Repeat every row below verbatim, line for line.

** BEGIN **

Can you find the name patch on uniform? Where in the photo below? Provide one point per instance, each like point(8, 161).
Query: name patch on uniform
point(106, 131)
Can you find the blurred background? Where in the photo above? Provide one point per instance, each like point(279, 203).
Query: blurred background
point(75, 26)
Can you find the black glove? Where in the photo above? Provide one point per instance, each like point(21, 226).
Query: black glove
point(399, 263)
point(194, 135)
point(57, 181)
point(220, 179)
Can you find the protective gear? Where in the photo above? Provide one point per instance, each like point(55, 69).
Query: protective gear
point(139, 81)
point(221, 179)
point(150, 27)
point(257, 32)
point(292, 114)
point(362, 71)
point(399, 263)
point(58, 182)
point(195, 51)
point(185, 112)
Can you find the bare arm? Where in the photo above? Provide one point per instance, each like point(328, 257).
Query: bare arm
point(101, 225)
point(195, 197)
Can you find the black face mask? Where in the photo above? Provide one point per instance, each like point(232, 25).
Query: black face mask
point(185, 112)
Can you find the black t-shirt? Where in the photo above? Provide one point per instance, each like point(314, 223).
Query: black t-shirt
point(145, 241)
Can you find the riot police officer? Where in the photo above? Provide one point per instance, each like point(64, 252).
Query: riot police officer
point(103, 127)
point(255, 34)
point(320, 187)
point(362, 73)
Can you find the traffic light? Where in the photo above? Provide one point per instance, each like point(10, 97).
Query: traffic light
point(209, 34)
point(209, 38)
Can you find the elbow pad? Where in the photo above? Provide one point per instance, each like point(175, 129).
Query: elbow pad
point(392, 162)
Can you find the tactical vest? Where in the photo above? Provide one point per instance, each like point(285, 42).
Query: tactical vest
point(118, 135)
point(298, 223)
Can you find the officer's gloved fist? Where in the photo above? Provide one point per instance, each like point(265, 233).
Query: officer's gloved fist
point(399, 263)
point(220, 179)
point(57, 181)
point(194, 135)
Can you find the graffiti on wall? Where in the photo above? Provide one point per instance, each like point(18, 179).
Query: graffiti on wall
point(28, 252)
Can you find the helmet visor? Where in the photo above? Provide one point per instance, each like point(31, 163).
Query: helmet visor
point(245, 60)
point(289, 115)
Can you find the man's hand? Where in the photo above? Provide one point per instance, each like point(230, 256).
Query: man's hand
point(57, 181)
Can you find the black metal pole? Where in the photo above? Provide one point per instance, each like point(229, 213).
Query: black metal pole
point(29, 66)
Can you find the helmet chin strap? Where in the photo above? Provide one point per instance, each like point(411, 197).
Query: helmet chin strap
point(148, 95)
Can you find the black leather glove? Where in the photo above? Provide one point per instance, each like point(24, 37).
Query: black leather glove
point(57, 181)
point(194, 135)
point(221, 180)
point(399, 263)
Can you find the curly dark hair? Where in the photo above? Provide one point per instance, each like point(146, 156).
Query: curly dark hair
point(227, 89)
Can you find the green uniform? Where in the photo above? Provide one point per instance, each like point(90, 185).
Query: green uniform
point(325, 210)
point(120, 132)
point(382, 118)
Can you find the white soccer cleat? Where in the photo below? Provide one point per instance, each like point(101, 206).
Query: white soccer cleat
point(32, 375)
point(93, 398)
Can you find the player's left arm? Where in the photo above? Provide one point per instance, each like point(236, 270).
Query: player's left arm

** END **

*Full solution:*
Can you find the name patch on uniform? Where in the photo below? Provide one point per instance, each like point(8, 161).
Query: name patch on uniform
point(106, 131)
Can you find the blurred background? Where in the photo above? Provide one point per instance, each like point(279, 203).
Query: blurred background
point(75, 26)
Can you find the black glove? Where in the photo above? Provide one point per instance, each like point(21, 226).
Query: black glove
point(399, 263)
point(194, 135)
point(57, 181)
point(220, 179)
Can you find the protective gear? Where in the photo above? Provide one point per instance, each like point(55, 69).
Query: protective gear
point(139, 81)
point(221, 179)
point(150, 27)
point(257, 32)
point(292, 114)
point(362, 71)
point(399, 263)
point(58, 182)
point(195, 51)
point(185, 112)
Can you find the bare arm? Where in the photo above? Provide one point per instance, each like point(328, 257).
Query: bare arm
point(101, 225)
point(195, 197)
Can you find the black face mask? Where in the photo above? Provide one point per instance, each like point(232, 25).
Query: black face mask
point(185, 112)
Can you find the black t-shirt? Where in the photo above? Provide one point per instance, each like point(314, 223).
Query: black t-shirt
point(145, 241)
Can you find the riot police officer? Where in the photo above? Provide one point per instance, each like point(64, 252).
Query: riot police officer
point(103, 127)
point(255, 34)
point(320, 187)
point(362, 73)
Can you find the traffic light? Where in the photo above? Provide one point per instance, each like point(10, 97).
Query: traffic light
point(209, 34)
point(209, 38)
Can you find the elbow pad? Where in the photo above? Provide one point per instance, each like point(175, 129).
Query: elbow pad
point(392, 162)
Can you find the tactical vest? Where in the photo above? Provide one point per instance, each like point(285, 42).
Query: tactical vest
point(118, 135)
point(298, 223)
Can you find the officer's gloved fist? Where in the photo above? Provide one point per instance, each like point(265, 233).
Query: officer's gloved fist
point(399, 263)
point(220, 179)
point(57, 181)
point(194, 135)
Can you find the graffiti on wall? Where in the photo above? Provide one point per instance, each like point(18, 179).
Query: graffiti on wall
point(28, 252)
Can you find the helmet visor? Where in the photo above? Provide one point per instance, each like point(31, 163).
Query: helmet visor
point(245, 60)
point(289, 115)
Can you find the man's hand? Where in the photo above? Provide one point per instance, each like point(230, 256).
Query: man's hand
point(57, 181)
Can you find the black metal pole? Where in the photo above? Provide one point per instance, each like point(229, 213).
Query: black metal pole
point(29, 66)
Can you find the helmet chin strap? Where in the photo above? Provide one point per instance, each like point(411, 197).
Query: helmet chin strap
point(148, 95)
Can you find the black leather glove? Where in the photo above? Provide one point per instance, each like point(24, 37).
Query: black leather glove
point(57, 181)
point(194, 135)
point(221, 180)
point(399, 263)
Can you find the curly dark hair? Where in the photo above? Provide one point per instance, each like point(146, 156).
Query: curly dark hair
point(227, 89)
Can you find the green uniform? Where in the photo above? Provide one point per instance, each like point(90, 185).
Query: green uniform
point(325, 210)
point(120, 132)
point(382, 118)
Can you find the white soccer cleat? Where in the photo below? Provide one point per instance, each like point(101, 206).
Query: white soccer cleat
point(32, 375)
point(93, 398)
Can you find the player's left arm? Where in the photo above? Provide one point per instance, each like point(236, 270).
Query: player's left arm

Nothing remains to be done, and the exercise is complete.